Fit und wach, im dunklen Anzug und mit Bühnen-Make-up schritt der 43-Jährige ans Pult und begann seine Eröffnungsrede mit einem historischen Vergleich zu Abraham Lincoln 1860, als die Sklavereifrage die Nation entzweite. Kennedy schlug einen Bogen zum Kampf gegen den Kommunismus, der die westliche Welt versklaven wolle. Stets sprach er direkt in die Kamera zu den Zuschauern.
Nixon verhaspelte sich gleich bei seiner Einstiegsrede und versprach sich dann bei einer Frage zur staatlichen Unterstützung der Bauern: Man müsse die Farmer loswerden – schnelle Korrektur: Deren Produktionsüberschüsse müsse man abschaffen. Nun rächte sich, dass Nixon auf Make-up verzichtet hatte. Auf seinem Kinn glänzte schon in den ersten Minuten eine Schweißperle. Mit einem Taschentuch tupfte er den Schweiß ab. Die Kamera hielt darauf. Auch sein Bartschatten trat immer deutlicher hervor.

_Ihre Aufgabe:_
Kopieren Sie aus dem zitierten Text wortgetreu den Abschnitt, der mit den Worten „Fit und wach, im“ beginnt und mit „zu den Zuschauern.“ schließt. Die anschließenden Daten stammen aus einer anderen Quelle.

_Auszüge der Daten:_
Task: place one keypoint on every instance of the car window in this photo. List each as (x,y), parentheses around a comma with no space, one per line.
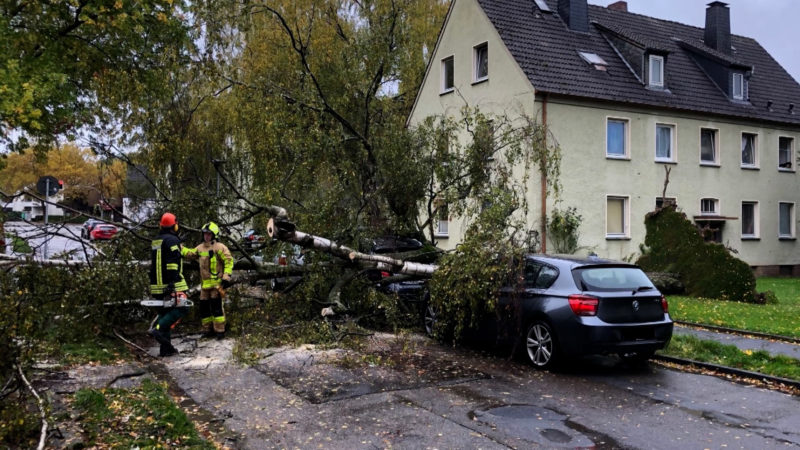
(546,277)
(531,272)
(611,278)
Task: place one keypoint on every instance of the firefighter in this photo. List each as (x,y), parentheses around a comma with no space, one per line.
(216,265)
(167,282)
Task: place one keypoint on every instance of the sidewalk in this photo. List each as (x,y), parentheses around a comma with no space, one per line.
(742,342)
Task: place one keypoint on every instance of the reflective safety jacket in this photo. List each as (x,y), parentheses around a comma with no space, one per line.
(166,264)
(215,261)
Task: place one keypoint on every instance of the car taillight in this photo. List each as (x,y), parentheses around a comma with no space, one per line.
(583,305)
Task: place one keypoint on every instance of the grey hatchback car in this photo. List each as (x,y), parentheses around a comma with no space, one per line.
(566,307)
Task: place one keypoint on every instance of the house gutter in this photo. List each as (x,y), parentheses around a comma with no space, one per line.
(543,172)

* * *

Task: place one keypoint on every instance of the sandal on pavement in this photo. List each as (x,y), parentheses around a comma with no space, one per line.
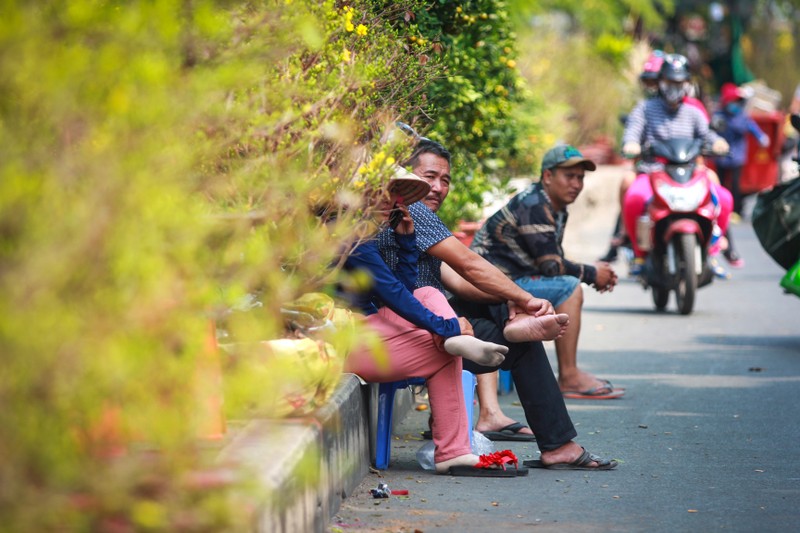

* * *

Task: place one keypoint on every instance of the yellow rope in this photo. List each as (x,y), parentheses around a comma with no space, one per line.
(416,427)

_Lösung siehe unten:_
Fit und wach, im dunklen Anzug und mit Bühnen-Make-up schritt der 43-Jährige ans Pult und begann seine Eröffnungsrede mit einem historischen Vergleich zu Abraham Lincoln 1860, als die Sklavereifrage die Nation entzweite. Kennedy schlug einen Bogen zum Kampf gegen den Kommunismus, der die westliche Welt versklaven wolle. Stets sprach er direkt in die Kamera zu den Zuschauern.